Dataset items
++++++++++++++++++++
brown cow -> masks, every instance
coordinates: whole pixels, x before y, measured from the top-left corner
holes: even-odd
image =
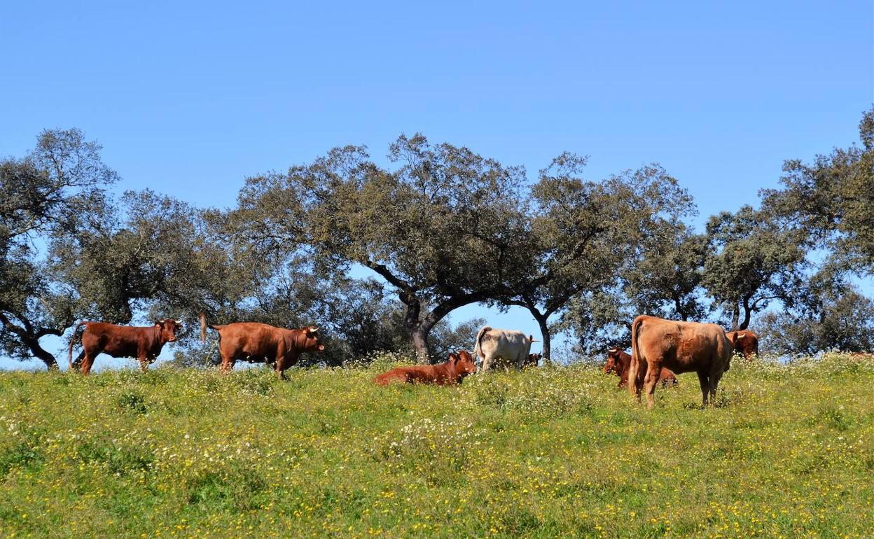
[[[225,373],[233,369],[238,359],[242,359],[250,363],[275,363],[276,374],[287,380],[285,370],[296,363],[301,354],[325,349],[319,341],[319,328],[313,326],[286,329],[244,321],[209,327],[218,332],[218,353]],[[205,340],[206,319],[203,315],[200,328],[201,340]]]
[[[449,354],[449,361],[445,363],[398,367],[373,378],[373,383],[378,385],[388,385],[392,382],[451,385],[461,384],[464,377],[475,372],[476,363],[473,356],[467,350],[461,350]]]
[[[607,351],[607,363],[604,363],[604,374],[615,372],[619,377],[619,385],[617,388],[625,387],[628,383],[628,367],[631,366],[631,355],[618,348],[612,348]],[[659,373],[658,381],[662,383],[662,387],[668,387],[668,384],[676,385],[678,381],[676,377],[669,369],[662,368]],[[638,389],[640,390],[640,389]]]
[[[745,336],[732,338],[741,341]],[[708,393],[711,401],[716,398],[717,385],[730,367],[733,349],[734,342],[717,324],[676,321],[642,314],[631,324],[628,380],[636,383],[628,384],[628,390],[640,399],[641,388],[646,390],[647,407],[652,408],[658,381],[656,373],[661,372],[662,367],[677,374],[696,372],[703,404],[706,405]]]
[[[76,333],[85,326],[82,331],[82,351],[76,361],[73,361],[73,346],[76,342]],[[145,328],[132,328],[130,326],[116,326],[101,321],[80,321],[73,330],[70,339],[70,348],[67,350],[67,362],[70,370],[79,368],[81,364],[82,374],[87,376],[94,357],[103,352],[113,357],[134,357],[140,361],[140,369],[143,371],[149,368],[149,363],[154,363],[161,354],[161,349],[167,342],[176,341],[176,332],[182,329],[182,321],[178,320],[157,321],[154,326]]]
[[[738,339],[740,335],[743,335],[744,338]],[[734,351],[743,356],[744,359],[751,359],[753,356],[759,356],[759,335],[749,329],[726,331],[725,336],[728,337],[729,341],[736,342]]]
++++++++++++++++++++
* WHAT THE TASK REQUIRES: Can you reproduce every item above word for word, with the pictures omitted?

* TASK RESPONSE:
brown cow -> masks, every instance
coordinates: whole pixels, x before y, measured from the top-left corner
holes: even-odd
image =
[[[225,373],[233,369],[238,359],[242,359],[250,363],[275,363],[276,374],[287,380],[285,370],[296,363],[301,354],[325,349],[319,341],[319,328],[313,326],[286,329],[244,321],[209,327],[218,332],[218,353]],[[205,340],[206,319],[203,315],[200,328],[201,340]]]
[[[449,354],[449,361],[445,363],[398,367],[373,378],[373,383],[378,385],[388,385],[392,382],[451,385],[461,384],[464,377],[475,372],[476,363],[473,356],[467,350],[461,350]]]
[[[607,351],[607,363],[604,363],[604,374],[615,372],[619,377],[619,385],[617,388],[625,387],[628,383],[628,367],[631,366],[631,355],[618,348],[612,348]],[[659,373],[658,381],[662,383],[662,387],[668,387],[668,384],[676,385],[678,381],[676,377],[669,369],[662,368]],[[638,389],[640,390],[640,389]]]
[[[745,336],[732,338],[741,341]],[[708,393],[711,401],[716,398],[717,385],[730,367],[733,349],[734,342],[717,324],[676,321],[642,314],[631,324],[628,380],[636,383],[628,384],[628,390],[640,399],[641,388],[646,390],[647,407],[652,408],[658,381],[656,373],[661,372],[662,367],[677,374],[696,372],[703,404],[706,405]]]
[[[76,333],[85,326],[82,331],[82,351],[76,361],[73,361],[73,346],[76,342]],[[145,328],[132,328],[130,326],[116,326],[101,321],[80,321],[73,330],[70,339],[70,348],[67,350],[67,362],[70,370],[79,368],[81,364],[82,374],[87,376],[94,357],[103,352],[113,357],[134,357],[140,361],[140,369],[143,371],[149,368],[149,363],[154,363],[161,354],[161,349],[167,342],[176,341],[176,332],[182,329],[182,321],[178,320],[157,321],[154,326]]]
[[[738,339],[740,335],[743,335],[744,338]],[[734,351],[743,356],[744,359],[751,359],[753,356],[759,356],[759,335],[749,329],[726,331],[725,336],[728,337],[729,341],[736,342]]]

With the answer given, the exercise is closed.